* [Your tasks]:
1 > From the article on generic and brand-name drugs, extract everything from "Generics vs. Brand-Name" down to "billions every year.".
2 > Continue the article on generic versus brand-name drugs from the point at which it stops.

* [Study text]:
BEGIN

Generics vs. Brand-Name Drugs: Same Active Substance, Same Effect?

Your doctor prescribes ramipril — at the pharmacy you receive "ramipril by Hexal". The tablet looks different, the packaging is different. Is it still the same medication? Yes. Over 70% of all prescriptions are already filled with generics — and they save the healthcare system billions every year.


What Must Be Identical — and What May Differ

✓ Must be identical

  • Active substance: ramipril stays ramipril, regardless of manufacturer
  • Amount of active substance: 5 mg in the original = 5 mg in the generic
  • Dosage form: a tablet stays a tablet
  • Bioavailability: 80–125% of the original — in practice usually <5% variation

↔ May differ

  • Excipients: binders, colourants, flavourings — may vary
  • Name: active substance + manufacturer instead of brand name
  • Appearance: colour, shape, size, markings
  • Price: generics are often a third to a fifth of the original cost
Excipients: sometimes even an advantage Some generics are lactose- or gluten-free where the original is not. For people with intolerances, it's worth checking the excipient list — your pharmacist can help.

END

* [Listed entries]:
BEGIN

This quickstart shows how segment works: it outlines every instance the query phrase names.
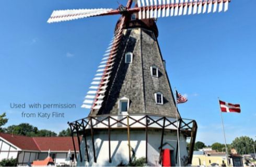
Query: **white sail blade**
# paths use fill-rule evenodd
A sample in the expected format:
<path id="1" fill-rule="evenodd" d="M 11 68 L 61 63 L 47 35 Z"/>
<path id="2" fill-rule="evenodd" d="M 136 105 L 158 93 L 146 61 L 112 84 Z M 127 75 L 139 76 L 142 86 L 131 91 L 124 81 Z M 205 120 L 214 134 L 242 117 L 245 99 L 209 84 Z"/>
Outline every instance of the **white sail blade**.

END

* [Responses by item number]:
1 >
Generics vs. Brand-Name Drugs: Same Active Substance, Same Effect?

Your doctor prescribes ramipril — at the pharmacy you receive "ramipril by Hexal". The tablet looks different, the packaging is different. Is it still the same medication? Yes. Over 70% of all prescriptions are already filled with generics — and they save the healthcare system billions every year.

2 >
Why You Sometimes Receive a Different Product at the Pharmacy

📋 Preferred supplier agreements with health insurers

The pharmacy is legally required to dispense the contracted generic product from your insurer — even if your doctor prescribed a different one. This means: at each pharmacy visit, you may receive a different generic with the same dose but a different manufacturer and packaging.

Medically unproblematic in most cases — but confusing. Tip: always enter the active substance name in your brite medication plan, not the brand name.

"Dispense as written": how your doctor can prevent substitution If your doctor considers a specific product medically necessary, they can mark the prescription "dispense as written" (DAW) — the pharmacy then may not substitute. Private prescriptions and self-payers can always choose freely.

When Switching Can Be Problematic

For most medications, switching is completely straightforward. But for substances with a narrow therapeutic range, the effective dose is close to the harmful dose — even small fluctuations can be clinically significant:

Levothyroxine: Narrow dosing range. After a manufacturer switch, have your thyroid levels (TSH) checked after 6–8 weeks. Many doctors recommend sticking with the same manufacturer.
Antiepileptics (carbamazepine, phenytoin, valproic acid): A switch can trigger seizures. Many neurologists mark prescriptions "dispense as written" as a matter of course.
Immunosuppressants (ciclosporin, tacrolimus): After organ transplantation, switching can be life-threatening. Strict "dispense as written" is essential.
Cardiac glycosides (digoxin) and lithium: Narrow therapeutic range — switching only with regular blood level monitoring.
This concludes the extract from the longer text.